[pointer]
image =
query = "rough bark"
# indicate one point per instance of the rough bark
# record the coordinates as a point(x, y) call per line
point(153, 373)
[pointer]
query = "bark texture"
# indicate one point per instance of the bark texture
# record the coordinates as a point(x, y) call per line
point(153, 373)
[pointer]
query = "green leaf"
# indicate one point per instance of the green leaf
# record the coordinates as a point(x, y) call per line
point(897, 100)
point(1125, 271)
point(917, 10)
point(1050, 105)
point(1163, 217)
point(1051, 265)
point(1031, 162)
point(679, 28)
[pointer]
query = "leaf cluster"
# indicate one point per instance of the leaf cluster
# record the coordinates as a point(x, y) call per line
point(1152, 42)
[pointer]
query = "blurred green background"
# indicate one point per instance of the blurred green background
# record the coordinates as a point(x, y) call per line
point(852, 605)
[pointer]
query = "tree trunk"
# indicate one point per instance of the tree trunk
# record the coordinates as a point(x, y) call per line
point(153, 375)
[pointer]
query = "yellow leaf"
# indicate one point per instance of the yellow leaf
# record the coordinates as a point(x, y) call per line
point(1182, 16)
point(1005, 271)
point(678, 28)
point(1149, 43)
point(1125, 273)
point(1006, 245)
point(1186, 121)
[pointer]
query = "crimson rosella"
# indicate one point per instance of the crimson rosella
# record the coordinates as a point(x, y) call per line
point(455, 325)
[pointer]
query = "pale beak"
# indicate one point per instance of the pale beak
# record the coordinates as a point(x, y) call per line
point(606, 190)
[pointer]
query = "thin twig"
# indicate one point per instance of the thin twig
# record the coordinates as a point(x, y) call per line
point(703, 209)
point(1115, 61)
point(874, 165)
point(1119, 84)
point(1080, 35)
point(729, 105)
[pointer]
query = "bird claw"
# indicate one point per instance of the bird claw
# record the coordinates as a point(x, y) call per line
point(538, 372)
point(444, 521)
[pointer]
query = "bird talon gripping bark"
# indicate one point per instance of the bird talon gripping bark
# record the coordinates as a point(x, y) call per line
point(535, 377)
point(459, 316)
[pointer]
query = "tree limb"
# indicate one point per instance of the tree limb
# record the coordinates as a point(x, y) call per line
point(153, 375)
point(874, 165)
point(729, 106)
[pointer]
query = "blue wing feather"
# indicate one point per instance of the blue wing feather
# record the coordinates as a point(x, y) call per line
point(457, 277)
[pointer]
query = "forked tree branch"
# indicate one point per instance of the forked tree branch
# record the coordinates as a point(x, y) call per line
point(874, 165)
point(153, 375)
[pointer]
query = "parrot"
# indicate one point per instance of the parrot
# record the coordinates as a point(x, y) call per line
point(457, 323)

___

= WRITTEN INSTRUCTION =
Retype every record above exactly as it appears.

= ANSWER FOR THE TASK =
[pointer]
image =
query = "rough bark"
# indicate one point per instance of the rough bark
# record the coordinates as a point(x, y) call per line
point(153, 373)
[pointer]
query = "bark texture"
# indicate one point per instance of the bark texture
# record the coordinates as a point(x, y) call per line
point(153, 373)
[pointer]
query = "green leaf"
# indicate one point per instance of the green leaf
# record the coordinates as a point(x, y) call per line
point(897, 100)
point(1125, 271)
point(917, 10)
point(1050, 105)
point(1163, 217)
point(1051, 265)
point(1031, 162)
point(679, 28)
[pointer]
query = "leaf cluster"
# indicate one point per instance of the leaf cluster
# record the coordinates as a point(x, y) call per line
point(1152, 42)
[pointer]
query = "blurred green background"
# indicate one point per instance of the blurred green background
# record the coordinates as a point(x, y) call per line
point(852, 605)
[pointer]
query = "tree trunk"
# indicate one point per instance of the tree trunk
# record the coordinates as a point(x, y) call per line
point(153, 375)
[pointer]
query = "yellow leaf"
# indicate one point per instance of the yellow leaf
# record the coordinates as a point(x, y) call per line
point(1182, 16)
point(1005, 271)
point(678, 28)
point(1149, 43)
point(1125, 273)
point(1006, 245)
point(1186, 121)
[pointer]
query = "crimson rosella"
# indicate one point per instance of the crimson rosella
# record the coordinates as a point(x, y) call per line
point(455, 325)
[pointer]
query = "pale beak"
# indicate one point per instance of the pale beak
# record the coordinates as a point(x, y) call per line
point(606, 190)
[pointer]
query = "thin twig"
# indicate one point per instance of the thin twig
# record the coordinates as a point(x, y) call per line
point(703, 209)
point(1115, 61)
point(874, 165)
point(1119, 84)
point(1080, 35)
point(729, 105)
[pointer]
query = "bird claw"
# indicate one point per instance of the bird claw
# record the coordinates as a point(x, y) call per line
point(538, 372)
point(444, 521)
[pointer]
query = "bird talon gripping bark"
# indicate one point per instance of the bird talon gripping bark
# record the coordinates as a point(x, y) call per line
point(535, 377)
point(459, 316)
[pointer]
query = "tree limb"
# indicate one point per instance of the tree limb
# record the coordinates as a point(x, y) call per line
point(153, 375)
point(874, 165)
point(729, 106)
[pointer]
query = "blue wing feather"
# indicate one point per instance of the blue wing feather
# record the coordinates as a point(x, y) call per line
point(457, 277)
[pointer]
query = "forked tree branch"
# indicate one point per instance of the forked tree branch
# record the coordinates as a point(x, y) call per line
point(874, 165)
point(153, 375)
[pointer]
query = "parrot"
# indicate one point per instance of the parrot
# record the coordinates as a point(x, y) call per line
point(457, 323)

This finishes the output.